▶ TASKS TO CARRY OUT:
- A) Answer these from the article on China's robotics plan:
(i) At what average annual rate is the operating income of China's robotics industry expected to grow from 2021 to 2025?
(ii) For how many consecutive years has China been the world's largest market for industrial robots?
(iii) Which three core robot components are named?
- B) Write the next part of the article on China's robotics plan, picking up right after its final sentence.

▶ EXTRACTED TEXT:
New Delhi/Beijing, (Asian independent) After cementing its position across tech domains globally, China has unveiled a five-year plan to become an innovation hub for the global robotics industry by 2025, as industries like automobile, aerospace, railway transportation, logistics and mining aim to roll out smart factories.
The Ministry of Industry and Information Technology said in a statement that the operating income of China’s robotics industry is expected to grow at an average annual rate of 20 per cent from 2021 to 2025.
“The move is part of the nation’s broader push to cope with a graying population and leverage cutting-edge technologies to advance industrial upgrades, experts said,” state-owned newspaper China Daily reported on Wednesday.
More efforts will also be made to achieve breakthroughs in core robot components, such as speed reducers, servomotors, and control panels – the three basic building blocks of sophisticated automated machines.
China has been the world’s largest market for industrial robots for eight consecutive years.
The country now aims to double its manufacturing robot density by 2025.
“The goal is that by 2025, the performance and reliability of these homegrown key components can reach the level of advanced foreign products,” Wang Weiming, an official with the Ministry of Industry and Information Technology, was quoted as saying.

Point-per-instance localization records
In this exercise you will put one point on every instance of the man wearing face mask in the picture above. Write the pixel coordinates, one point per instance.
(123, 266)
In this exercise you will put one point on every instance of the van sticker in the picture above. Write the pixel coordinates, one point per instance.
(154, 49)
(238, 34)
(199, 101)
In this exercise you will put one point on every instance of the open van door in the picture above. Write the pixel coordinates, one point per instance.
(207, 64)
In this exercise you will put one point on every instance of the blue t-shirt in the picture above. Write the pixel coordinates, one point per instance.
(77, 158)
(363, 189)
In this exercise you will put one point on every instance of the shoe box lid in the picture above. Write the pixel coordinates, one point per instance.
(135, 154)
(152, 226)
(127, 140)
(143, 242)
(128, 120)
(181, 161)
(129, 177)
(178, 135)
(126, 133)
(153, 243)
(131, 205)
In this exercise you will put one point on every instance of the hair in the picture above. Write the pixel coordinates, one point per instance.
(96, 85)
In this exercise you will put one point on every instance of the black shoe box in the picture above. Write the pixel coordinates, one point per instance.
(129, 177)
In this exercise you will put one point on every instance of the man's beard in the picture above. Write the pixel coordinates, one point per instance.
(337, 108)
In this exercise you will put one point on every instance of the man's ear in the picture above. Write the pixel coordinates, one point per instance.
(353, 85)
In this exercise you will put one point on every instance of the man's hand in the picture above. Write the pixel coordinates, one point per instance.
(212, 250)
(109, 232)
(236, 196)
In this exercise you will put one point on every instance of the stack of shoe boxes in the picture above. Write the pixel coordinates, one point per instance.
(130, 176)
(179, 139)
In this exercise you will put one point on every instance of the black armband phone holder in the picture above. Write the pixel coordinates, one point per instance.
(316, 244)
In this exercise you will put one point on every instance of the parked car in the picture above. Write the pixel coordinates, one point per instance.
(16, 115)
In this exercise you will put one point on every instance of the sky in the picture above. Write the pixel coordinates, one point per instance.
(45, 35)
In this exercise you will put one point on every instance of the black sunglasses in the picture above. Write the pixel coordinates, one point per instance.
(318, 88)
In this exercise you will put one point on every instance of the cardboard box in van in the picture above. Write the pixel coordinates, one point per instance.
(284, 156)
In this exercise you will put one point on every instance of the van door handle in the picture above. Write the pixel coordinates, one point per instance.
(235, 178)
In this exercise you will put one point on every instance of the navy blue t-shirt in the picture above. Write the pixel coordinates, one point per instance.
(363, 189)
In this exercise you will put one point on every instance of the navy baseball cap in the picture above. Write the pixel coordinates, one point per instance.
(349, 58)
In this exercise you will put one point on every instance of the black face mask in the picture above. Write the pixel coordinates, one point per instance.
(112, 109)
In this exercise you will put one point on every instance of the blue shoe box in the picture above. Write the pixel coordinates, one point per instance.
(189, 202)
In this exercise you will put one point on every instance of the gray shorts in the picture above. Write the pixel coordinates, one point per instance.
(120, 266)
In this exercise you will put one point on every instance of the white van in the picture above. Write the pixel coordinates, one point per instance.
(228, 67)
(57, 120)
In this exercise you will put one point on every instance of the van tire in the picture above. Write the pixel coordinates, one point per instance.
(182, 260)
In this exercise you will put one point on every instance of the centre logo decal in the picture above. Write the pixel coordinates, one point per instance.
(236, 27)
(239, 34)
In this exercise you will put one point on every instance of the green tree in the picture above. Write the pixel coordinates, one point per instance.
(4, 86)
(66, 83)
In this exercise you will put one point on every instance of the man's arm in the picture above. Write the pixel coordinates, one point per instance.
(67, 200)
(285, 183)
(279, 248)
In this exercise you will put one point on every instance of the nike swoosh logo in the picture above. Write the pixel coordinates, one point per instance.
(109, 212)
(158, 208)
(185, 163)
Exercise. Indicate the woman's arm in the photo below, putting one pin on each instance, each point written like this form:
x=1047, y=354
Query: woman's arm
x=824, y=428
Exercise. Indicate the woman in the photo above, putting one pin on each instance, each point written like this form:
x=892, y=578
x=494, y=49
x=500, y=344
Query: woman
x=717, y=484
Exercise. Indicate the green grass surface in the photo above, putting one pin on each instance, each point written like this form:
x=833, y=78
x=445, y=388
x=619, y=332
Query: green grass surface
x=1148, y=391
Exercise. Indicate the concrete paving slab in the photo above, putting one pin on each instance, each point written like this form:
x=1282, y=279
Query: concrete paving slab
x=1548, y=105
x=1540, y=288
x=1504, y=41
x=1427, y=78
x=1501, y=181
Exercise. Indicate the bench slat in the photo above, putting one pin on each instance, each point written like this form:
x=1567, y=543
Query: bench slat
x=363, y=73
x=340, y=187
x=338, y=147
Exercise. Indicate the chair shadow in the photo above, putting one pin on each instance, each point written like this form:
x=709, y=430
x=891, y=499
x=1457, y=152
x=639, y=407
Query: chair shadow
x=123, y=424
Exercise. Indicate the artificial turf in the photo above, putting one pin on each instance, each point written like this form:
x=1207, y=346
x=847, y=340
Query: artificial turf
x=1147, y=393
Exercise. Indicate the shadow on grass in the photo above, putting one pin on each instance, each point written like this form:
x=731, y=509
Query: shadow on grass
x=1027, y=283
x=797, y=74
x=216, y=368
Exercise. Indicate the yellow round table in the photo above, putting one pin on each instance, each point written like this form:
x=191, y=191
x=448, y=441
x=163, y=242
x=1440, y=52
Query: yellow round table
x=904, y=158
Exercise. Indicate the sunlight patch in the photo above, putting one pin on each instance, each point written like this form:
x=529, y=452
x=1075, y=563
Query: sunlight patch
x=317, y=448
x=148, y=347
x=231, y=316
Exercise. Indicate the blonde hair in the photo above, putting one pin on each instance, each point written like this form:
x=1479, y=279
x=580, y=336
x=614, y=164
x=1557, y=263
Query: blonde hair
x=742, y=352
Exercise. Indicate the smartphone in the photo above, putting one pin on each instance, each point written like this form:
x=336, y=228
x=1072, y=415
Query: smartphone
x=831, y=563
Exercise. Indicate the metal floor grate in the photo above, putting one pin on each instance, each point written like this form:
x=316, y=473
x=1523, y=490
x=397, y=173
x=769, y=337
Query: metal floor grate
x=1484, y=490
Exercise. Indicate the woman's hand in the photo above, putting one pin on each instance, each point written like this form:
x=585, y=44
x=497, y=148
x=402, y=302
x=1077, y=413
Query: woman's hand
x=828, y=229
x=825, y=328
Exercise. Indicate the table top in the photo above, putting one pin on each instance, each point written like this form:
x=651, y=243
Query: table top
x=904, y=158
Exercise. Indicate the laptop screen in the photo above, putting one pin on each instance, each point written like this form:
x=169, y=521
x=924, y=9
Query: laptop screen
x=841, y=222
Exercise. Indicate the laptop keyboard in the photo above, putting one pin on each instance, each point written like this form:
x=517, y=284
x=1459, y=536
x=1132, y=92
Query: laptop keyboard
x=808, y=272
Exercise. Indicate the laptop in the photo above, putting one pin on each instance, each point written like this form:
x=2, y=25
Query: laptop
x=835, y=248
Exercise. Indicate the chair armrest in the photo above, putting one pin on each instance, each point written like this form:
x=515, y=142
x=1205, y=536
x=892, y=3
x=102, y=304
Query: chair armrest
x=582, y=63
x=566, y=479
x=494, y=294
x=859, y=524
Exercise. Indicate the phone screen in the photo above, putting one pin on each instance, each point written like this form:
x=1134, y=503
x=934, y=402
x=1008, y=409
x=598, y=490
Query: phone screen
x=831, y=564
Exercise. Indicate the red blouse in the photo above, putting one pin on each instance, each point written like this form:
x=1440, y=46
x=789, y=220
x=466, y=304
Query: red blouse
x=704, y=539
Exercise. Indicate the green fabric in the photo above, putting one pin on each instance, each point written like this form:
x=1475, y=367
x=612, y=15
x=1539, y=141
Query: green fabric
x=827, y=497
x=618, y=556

▶ WRITTEN RESPONSES:
- A)
(i) 20 per cent
(ii) Eight
(iii) Speed reducers, servomotors, and control panels

- B)
In 2020, the operating income of China’s robotics sector exceeded 100 billion yuan ($15.7 billion) for the first time.
The International Federation of Robotics predicted that globally industrial robot installations are expected to rebound strongly and grow by 13 percent year-on-year to 435,000 units in 2021, despite the pandemic.
The Chinese government is expecting high-end advanced robots to be adopted across more sectors, including automobile, aerospace, railway, logistics, and mining, according to the report.
Citing data from the National Bureau of Statistics, the report noted that the cumulative output of industrial robots in China hit 330,000 units in the first 11 months this year, growing 49 per cent year-on-year.